**YOUR TASKS:**
1 - Can you reproduce the XQuery passage below word for word, from "Finally, the following-sibling" to "and boolean predicates."?
2 - Answer these questions about the XQuery passage below, one per line:
(a) Which two axes are the inverses of the descendant and descendant-or-self axes?
(b) What does the expression ("a", "b", "c")[2] select?
(c) Which path is /x[1] equivalent to?
3 - How would the XQuery passage below go on? Write its next part, starting right after its final sentence.

**ARTICLE:**

====

Additionally, implementations are allowed but not required to support the other six axes from XPath: ancestor, ancestor-or-self, following, following-sibling, preceding, and preceding-sibling. The first two of these are the inverses of descendant and descendant-or-self axes. They select all the ancestors of the current node (ancestor-or-self includes the node itself).

The following and preceding axes select all the nodes in the same document as the current context node that occur before and after it, respectively. There's really no reason to use them in XQuery, because the >> and << node comparison operators allow you to write the same meaning more compactly (see Chapter 5).

Finally, the following-sibling and preceding-sibling axes restrict their selections to the siblings of the current context node (that is, those nodes having the same parent as it).

3.2.5 Predicates

The third and final part of each navigation step consists of zero or more predicates. Like the node test, each predicate acts as a filter on the selected nodes, eliminating some from consideration and keeping the rest. For each node selected by the current step, the current context item is set to that node and then the predicate condition is evaluated with that context.

Any XQuery expression may be used inside a predicate; the meaning of the predicate depends on the type of the expression it contains. There are two cases: numeric and boolean predicates.

3.2.5.1 Numeric Predicates

Numeric predicates select nodes by their position in the current context. For example, /x/y[1] selects the first y child element of each x element. As this example demonstrates, predicates bind tightly to the current step. To apply a predicate to the entire results of a path, you must use parentheses. For example, (/x/y)[1] selects the first y element out of all the nodes selected by /x/y.

Because paths can start with other kinds of expressions, such as parenthesized expressions, predicates can be applied to more than just sequences of nodes. For example, the expression ("a", "b", "c")[2] selects the second item in the sequence, the string "b".

Numeric predicates, like the ones in Listing 3.4, filter by position. In general, when a predicate evaluates to a number N, it's as if the predicate were actually the boolean-valued predicate position()=N. For example, the path /x[1] is equivalent to the path /x[position() = 1]. This expansion applies not only to numeric constants, but also to any numeric-typed expression. For example, the path /x[@y + 1] is equivalent to the path /x[position() = @y + 1].

====

**RECORDED INFORMATION:**
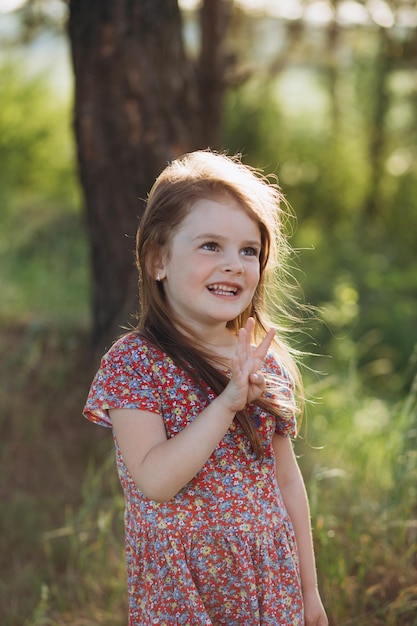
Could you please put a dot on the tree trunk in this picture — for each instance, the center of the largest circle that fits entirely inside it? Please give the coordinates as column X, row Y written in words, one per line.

====

**EXPECTED OUTPUTS:**
1 -
Finally, the following-sibling and preceding-sibling axes restrict their selections to the siblings of the current context node (that is, those nodes having the same parent as it).

3.2.5 Predicates

The third and final part of each navigation step consists of zero or more predicates. Like the node test, each predicate acts as a filter on the selected nodes, eliminating some from consideration and keeping the rest. For each node selected by the current step, the current context item is set to that node and then the predicate condition is evaluated with that context.

Any XQuery expression may be used inside a predicate; the meaning of the predicate depends on the type of the expression it contains. There are two cases: numeric and boolean predicates.

2 -
(a) ancestor and ancestor-or-self
(b) The second item in the sequence, the string "b"
(c) /x[position() = 1]

3 -
Listing 3.4. Numeric predicates filter by position

(//Customer)[2]
Fruit[@index + 1]

The position is 1-based (the first item in the sequence is at position 1). When the predicate evaluates to a non-integral value, a value less than 1, or a value greater than the length of the sequence, then the predicate will be false for all items in the sequence and the result will be the empty sequence. In other words, it isn't an error to select an index that is out of bounds for the sequence.

3.2.5.2 Boolean Predicates

All other kinds of predicate expressions, such as the ones in Listing 3.5, filter a sequence so that only those items for which the predicate evaluates to true are kept. The predicate is converted to a boolean value by computing the Effective Boolean Value of the expression.

Listing 3.5. All other predicates filter as boolean conditions

/x[@a=1 and @b=1]
/x[@a=1]/y[@b < 2]

As described in Section 2.6.2, the Effective Boolean Value acts as an existence test on sequences. Consequently, when the predicate is itself a path, the predicate evaluates to true if and only if the node(s) selected by that path exist. For example, x[y] matches all x elements that have a y child element, and x[not(@y)] matches all x elements that don't have a y attribute.

3.2.5.3 Successive and Nested Predicates

Several predicates can be applied to a step, with the effect that each predicate is evaluated with respect to the nodes remaining after the previous predicate. The order of evaluation of the predicates is always left to right, which matters only when computing positional predicates. For example, the path x[1][@y=2] selects the first x element (if there is one), and then only if that element has a y attribute whose value is 2; while the path x[@y=2][1] selects all x elements that have a y attribute whose value is 2, and then from that set selects the first one. Over the XML <x y="3"/><x y="2"/> the first path selects nothing (because the first x element has y="3"), while the second path selects the second element.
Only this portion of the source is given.